━━ The records

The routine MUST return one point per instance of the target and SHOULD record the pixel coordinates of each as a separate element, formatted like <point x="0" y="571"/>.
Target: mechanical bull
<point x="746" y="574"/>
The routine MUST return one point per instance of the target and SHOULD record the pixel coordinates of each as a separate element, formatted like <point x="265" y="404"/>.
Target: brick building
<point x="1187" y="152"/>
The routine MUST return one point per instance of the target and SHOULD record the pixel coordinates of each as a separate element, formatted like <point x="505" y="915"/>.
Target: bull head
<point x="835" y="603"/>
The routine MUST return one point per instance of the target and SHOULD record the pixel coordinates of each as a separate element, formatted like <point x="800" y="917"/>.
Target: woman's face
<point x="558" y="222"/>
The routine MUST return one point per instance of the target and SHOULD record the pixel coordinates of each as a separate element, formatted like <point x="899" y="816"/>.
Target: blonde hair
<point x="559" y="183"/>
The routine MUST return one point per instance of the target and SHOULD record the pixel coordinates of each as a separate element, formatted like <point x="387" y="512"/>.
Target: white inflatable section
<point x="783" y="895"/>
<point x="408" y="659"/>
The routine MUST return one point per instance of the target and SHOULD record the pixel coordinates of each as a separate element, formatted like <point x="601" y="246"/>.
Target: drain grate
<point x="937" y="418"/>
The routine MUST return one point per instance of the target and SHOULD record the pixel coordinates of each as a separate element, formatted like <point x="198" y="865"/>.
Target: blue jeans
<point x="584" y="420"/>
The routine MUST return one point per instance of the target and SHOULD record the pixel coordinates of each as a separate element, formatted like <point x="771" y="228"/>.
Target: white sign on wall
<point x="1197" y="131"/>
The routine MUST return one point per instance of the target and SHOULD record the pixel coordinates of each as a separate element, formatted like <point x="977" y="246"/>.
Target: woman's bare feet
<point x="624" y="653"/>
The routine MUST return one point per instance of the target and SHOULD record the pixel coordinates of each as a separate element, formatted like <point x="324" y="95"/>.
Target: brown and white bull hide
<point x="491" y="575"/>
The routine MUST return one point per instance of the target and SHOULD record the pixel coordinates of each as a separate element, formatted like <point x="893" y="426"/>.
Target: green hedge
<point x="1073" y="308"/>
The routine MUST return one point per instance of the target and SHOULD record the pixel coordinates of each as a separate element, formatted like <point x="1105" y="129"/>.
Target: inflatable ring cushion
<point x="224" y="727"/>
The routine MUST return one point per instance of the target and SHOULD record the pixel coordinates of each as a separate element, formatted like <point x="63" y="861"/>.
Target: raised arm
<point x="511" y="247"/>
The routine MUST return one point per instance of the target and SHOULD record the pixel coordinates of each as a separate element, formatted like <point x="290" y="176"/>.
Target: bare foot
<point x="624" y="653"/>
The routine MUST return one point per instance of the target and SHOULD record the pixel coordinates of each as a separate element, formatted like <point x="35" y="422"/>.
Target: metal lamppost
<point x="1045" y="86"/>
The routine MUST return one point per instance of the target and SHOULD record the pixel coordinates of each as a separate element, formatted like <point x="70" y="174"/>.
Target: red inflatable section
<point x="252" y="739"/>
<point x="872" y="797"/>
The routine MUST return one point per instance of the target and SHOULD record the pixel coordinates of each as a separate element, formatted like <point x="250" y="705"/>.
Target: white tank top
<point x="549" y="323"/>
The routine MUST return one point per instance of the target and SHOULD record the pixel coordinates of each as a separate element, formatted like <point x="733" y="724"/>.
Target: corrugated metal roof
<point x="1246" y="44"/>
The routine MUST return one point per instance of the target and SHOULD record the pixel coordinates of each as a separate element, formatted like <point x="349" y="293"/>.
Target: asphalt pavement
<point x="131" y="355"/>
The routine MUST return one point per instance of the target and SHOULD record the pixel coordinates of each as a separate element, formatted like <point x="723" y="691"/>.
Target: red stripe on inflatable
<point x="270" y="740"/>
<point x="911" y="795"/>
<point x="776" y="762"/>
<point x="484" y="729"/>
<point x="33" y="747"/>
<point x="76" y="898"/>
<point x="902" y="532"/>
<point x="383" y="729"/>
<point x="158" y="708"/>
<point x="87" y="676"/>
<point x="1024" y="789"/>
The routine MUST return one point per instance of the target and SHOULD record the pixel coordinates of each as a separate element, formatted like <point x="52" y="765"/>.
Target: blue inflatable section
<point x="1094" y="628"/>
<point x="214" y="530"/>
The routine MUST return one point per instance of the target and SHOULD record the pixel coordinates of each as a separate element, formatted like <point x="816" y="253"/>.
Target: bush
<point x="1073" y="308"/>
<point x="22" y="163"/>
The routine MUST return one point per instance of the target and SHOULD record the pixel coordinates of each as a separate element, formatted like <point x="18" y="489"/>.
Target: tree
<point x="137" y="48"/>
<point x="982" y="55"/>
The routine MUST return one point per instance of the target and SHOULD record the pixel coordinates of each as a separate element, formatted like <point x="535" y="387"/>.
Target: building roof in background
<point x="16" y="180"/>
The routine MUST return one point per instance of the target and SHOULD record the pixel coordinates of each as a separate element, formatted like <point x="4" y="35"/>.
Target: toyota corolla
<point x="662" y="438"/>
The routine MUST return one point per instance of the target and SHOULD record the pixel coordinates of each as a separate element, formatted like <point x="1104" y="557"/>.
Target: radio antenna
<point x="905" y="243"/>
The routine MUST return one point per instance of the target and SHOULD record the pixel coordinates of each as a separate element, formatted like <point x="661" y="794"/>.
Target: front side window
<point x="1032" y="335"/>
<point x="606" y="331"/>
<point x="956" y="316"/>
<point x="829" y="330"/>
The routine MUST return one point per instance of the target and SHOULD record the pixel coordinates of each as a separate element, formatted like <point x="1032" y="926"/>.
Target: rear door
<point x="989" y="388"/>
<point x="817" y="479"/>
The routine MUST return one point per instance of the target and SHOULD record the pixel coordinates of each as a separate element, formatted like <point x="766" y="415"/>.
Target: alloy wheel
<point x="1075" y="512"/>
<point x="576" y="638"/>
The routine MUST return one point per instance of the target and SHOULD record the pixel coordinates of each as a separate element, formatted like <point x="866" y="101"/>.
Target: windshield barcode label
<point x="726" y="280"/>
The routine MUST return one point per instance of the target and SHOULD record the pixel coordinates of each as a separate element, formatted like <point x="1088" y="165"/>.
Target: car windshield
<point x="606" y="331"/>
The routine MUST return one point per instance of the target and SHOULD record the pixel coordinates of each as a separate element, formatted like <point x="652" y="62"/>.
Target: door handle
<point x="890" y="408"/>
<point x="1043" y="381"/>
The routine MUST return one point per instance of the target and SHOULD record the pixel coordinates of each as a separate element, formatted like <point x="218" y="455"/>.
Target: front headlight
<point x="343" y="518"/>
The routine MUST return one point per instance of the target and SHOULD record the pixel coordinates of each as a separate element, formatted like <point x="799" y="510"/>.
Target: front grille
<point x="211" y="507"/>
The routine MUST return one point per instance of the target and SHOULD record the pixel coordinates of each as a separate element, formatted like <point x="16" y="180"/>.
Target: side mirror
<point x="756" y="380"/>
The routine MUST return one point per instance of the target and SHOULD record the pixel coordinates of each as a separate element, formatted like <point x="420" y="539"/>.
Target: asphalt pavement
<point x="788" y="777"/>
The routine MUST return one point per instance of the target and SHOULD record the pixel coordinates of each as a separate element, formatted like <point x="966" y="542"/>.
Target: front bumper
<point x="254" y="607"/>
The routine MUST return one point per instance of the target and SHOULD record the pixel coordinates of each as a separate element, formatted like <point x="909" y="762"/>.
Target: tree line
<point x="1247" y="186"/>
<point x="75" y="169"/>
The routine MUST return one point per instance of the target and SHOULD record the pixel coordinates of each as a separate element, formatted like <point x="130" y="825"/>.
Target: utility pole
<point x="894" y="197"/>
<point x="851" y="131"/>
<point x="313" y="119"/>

━━━━

Your objective ::
Make an exact copy of the data above.

Solution to this problem ::
The routine MUST return one point per instance of the target and SHOULD record the pixel coordinates of each as a separate element, formatted like <point x="0" y="571"/>.
Target: mechanical bull
<point x="746" y="574"/>
The routine MUST return one point per instance of the target and SHOULD record the pixel coordinates of each as a separate element, formatted like <point x="265" y="404"/>.
Target: brick building
<point x="1187" y="152"/>
The routine MUST return one point per instance of the target and SHOULD record the pixel coordinates of each as a separate element, formatted like <point x="505" y="915"/>.
Target: bull head
<point x="835" y="603"/>
The routine MUST return one point per instance of the target and SHOULD record the pixel coordinates of each as a separate element, formatted like <point x="800" y="917"/>.
Target: woman's face
<point x="558" y="222"/>
The routine MUST return one point per instance of the target and SHOULD record the pixel coordinates of each as a separate element, formatted like <point x="899" y="816"/>.
Target: blonde hair
<point x="559" y="183"/>
The routine MUST return one point per instance of the target and SHOULD record the pixel coordinates of each as a separate element, formatted like <point x="387" y="512"/>.
Target: white inflatable section
<point x="783" y="895"/>
<point x="408" y="659"/>
The routine MUST return one point per instance of the target and SHOULD record the pixel coordinates of each as a separate element, formatted like <point x="601" y="246"/>.
Target: drain grate
<point x="937" y="418"/>
The routine MUST return one point per instance of the target and SHOULD record the pixel coordinates of each as a separate element, formatted like <point x="198" y="865"/>.
Target: blue jeans
<point x="584" y="420"/>
The routine MUST return one point per instance of the target and SHOULD record the pixel coordinates of each as a separate element, formatted like <point x="771" y="228"/>.
Target: white sign on wall
<point x="1197" y="131"/>
The routine MUST return one point per instance of the target and SHOULD record the pixel coordinates of each as a separate element, formatted like <point x="977" y="246"/>.
Target: woman's bare feet
<point x="624" y="653"/>
The routine MUST return one point per instance of the target and SHOULD record the pixel coordinates of each as a separate element, formatted like <point x="324" y="95"/>.
Target: brown and white bull hide
<point x="491" y="575"/>
The routine MUST return one point per instance of the target and SHOULD record the pixel coordinates of each as a separate element, formatted like <point x="893" y="426"/>.
Target: green hedge
<point x="1073" y="308"/>
The routine MUST return one point per instance of the target and SHOULD record the pixel coordinates of each as a separate element, formatted like <point x="1105" y="129"/>.
Target: inflatable ring cushion
<point x="224" y="727"/>
The routine MUST return one point per instance of the target and SHOULD record the pixel coordinates of each as a separate element, formatted like <point x="63" y="861"/>.
Target: raised arm
<point x="511" y="247"/>
The routine MUST return one point per instance of the target and SHOULD record the pixel coordinates of each as a separate element, formatted like <point x="290" y="176"/>.
Target: bare foot
<point x="624" y="653"/>
The routine MUST return one point per instance of the target and SHOULD record the pixel coordinates of each as a separate element, formatted like <point x="35" y="422"/>.
Target: metal lamppost
<point x="1045" y="86"/>
The routine MUST return one point per instance of the target and SHOULD record the pixel coordinates of each as a separate element, formatted like <point x="70" y="174"/>.
Target: red inflatable section
<point x="252" y="739"/>
<point x="872" y="797"/>
The routine MUST return one point per instance of the target and SHOULD record the pixel coordinates of each as a separate element, formatted like <point x="250" y="705"/>.
Target: white tank top
<point x="549" y="323"/>
The routine MUST return one point per instance of the target and SHOULD record the pixel coordinates of each as a separate element, formatted like <point x="733" y="724"/>.
Target: corrugated metal roof
<point x="1246" y="44"/>
The routine MUST return one point per instance of the target and SHOULD record the pixel coordinates of each as a separate element, formatted like <point x="349" y="293"/>.
Target: asphalt pavement
<point x="131" y="355"/>
The routine MUST return one point per instance of the target and SHOULD record the pixel coordinates of each as a separate element, formatted like <point x="723" y="691"/>.
Target: red stripe on inflatable
<point x="270" y="740"/>
<point x="911" y="795"/>
<point x="776" y="762"/>
<point x="484" y="729"/>
<point x="33" y="747"/>
<point x="76" y="898"/>
<point x="902" y="532"/>
<point x="383" y="729"/>
<point x="158" y="708"/>
<point x="87" y="676"/>
<point x="1024" y="789"/>
The routine MUST return one point per instance of the target and SHOULD record the pixel coordinates of each as a separate element, formatted like <point x="52" y="765"/>.
Target: blue inflatable section
<point x="1094" y="628"/>
<point x="214" y="530"/>
The routine MUST return one point per instance of the target and SHOULD record the pixel coordinates of each as a separate element, formatted like <point x="816" y="253"/>.
Target: bush
<point x="1073" y="308"/>
<point x="22" y="163"/>
The routine MUST return one point per instance of the target and SHOULD record the pixel coordinates of each as a separate element, formatted like <point x="18" y="489"/>.
Target: tree
<point x="137" y="48"/>
<point x="982" y="55"/>
The routine MUST return one point per instance of the target and SHOULD record the pixel coordinates of each as a separate element, formatted like <point x="535" y="387"/>.
Target: building roof in background
<point x="16" y="180"/>
The routine MUST return one point per instance of the target and SHOULD record the pixel coordinates of each as a separate element, formatted like <point x="4" y="35"/>.
Target: toyota corolla
<point x="662" y="438"/>
The routine MUST return one point per instance of the target and SHOULD record the pixel coordinates of each as a separate element, formatted like <point x="1104" y="557"/>.
Target: radio antenna
<point x="905" y="243"/>
The routine MUST return one point per instance of the target and SHOULD record the pixel coordinates of each as a separate element, formatted like <point x="661" y="794"/>.
Target: front side window
<point x="1032" y="335"/>
<point x="606" y="331"/>
<point x="956" y="316"/>
<point x="829" y="330"/>
The routine MUST return one point per instance of the target and SHOULD record the pixel coordinates of each as a separate element, formatted like <point x="1032" y="926"/>.
Target: rear door
<point x="989" y="388"/>
<point x="817" y="479"/>
The routine MUST return one point per instance of the target and SHOULD record the pixel coordinates of each as a separate element, formatted like <point x="766" y="415"/>.
Target: alloy wheel
<point x="1075" y="512"/>
<point x="576" y="638"/>
The routine MUST return one point per instance of the target and SHOULD record the pixel coordinates of each as a separate element, formatted like <point x="866" y="101"/>.
Target: windshield barcode label
<point x="726" y="280"/>
The routine MUST return one point per instance of the target and SHOULD record the pixel coordinates of each as a separate element, formatted like <point x="1088" y="165"/>.
Target: car windshield
<point x="606" y="331"/>
The routine MUST return one point per instance of the target and SHOULD record the pixel coordinates of each as a separate element, formatted like <point x="652" y="62"/>.
Target: door handle
<point x="890" y="408"/>
<point x="1043" y="381"/>
The routine MUST return one point per instance of the target and SHOULD record the pixel coordinates of each as a separate element, formatted like <point x="218" y="455"/>.
Target: front headlight
<point x="343" y="518"/>
The routine MUST return one point per instance of the target and SHOULD record the pixel coordinates of each as a separate element, formatted like <point x="799" y="510"/>.
Target: front grille
<point x="211" y="507"/>
The routine MUST return one point per instance of the target and SHOULD record the pixel coordinates of each as a separate element, formatted like <point x="16" y="180"/>.
Target: side mirror
<point x="756" y="380"/>
The routine MUST return one point per instance of the target and SHOULD record the pixel coordinates of each as a separate element, formatted like <point x="420" y="539"/>.
Target: asphalt pavement
<point x="788" y="777"/>
The routine MUST return one point per instance of the target and SHOULD record the pixel coordinates of each as a separate element, formatted like <point x="966" y="542"/>.
Target: front bumper
<point x="254" y="607"/>
The routine MUST return one point per instance of the target and SHOULD record the pixel coordinates of each as a separate element, formatted like <point x="909" y="762"/>.
Target: tree line
<point x="1247" y="186"/>
<point x="75" y="169"/>
The routine MUST return one point per instance of the target and SHOULD record the pixel coordinates of each as a separate element, formatted like <point x="130" y="825"/>.
Target: utility pole
<point x="894" y="197"/>
<point x="851" y="131"/>
<point x="313" y="119"/>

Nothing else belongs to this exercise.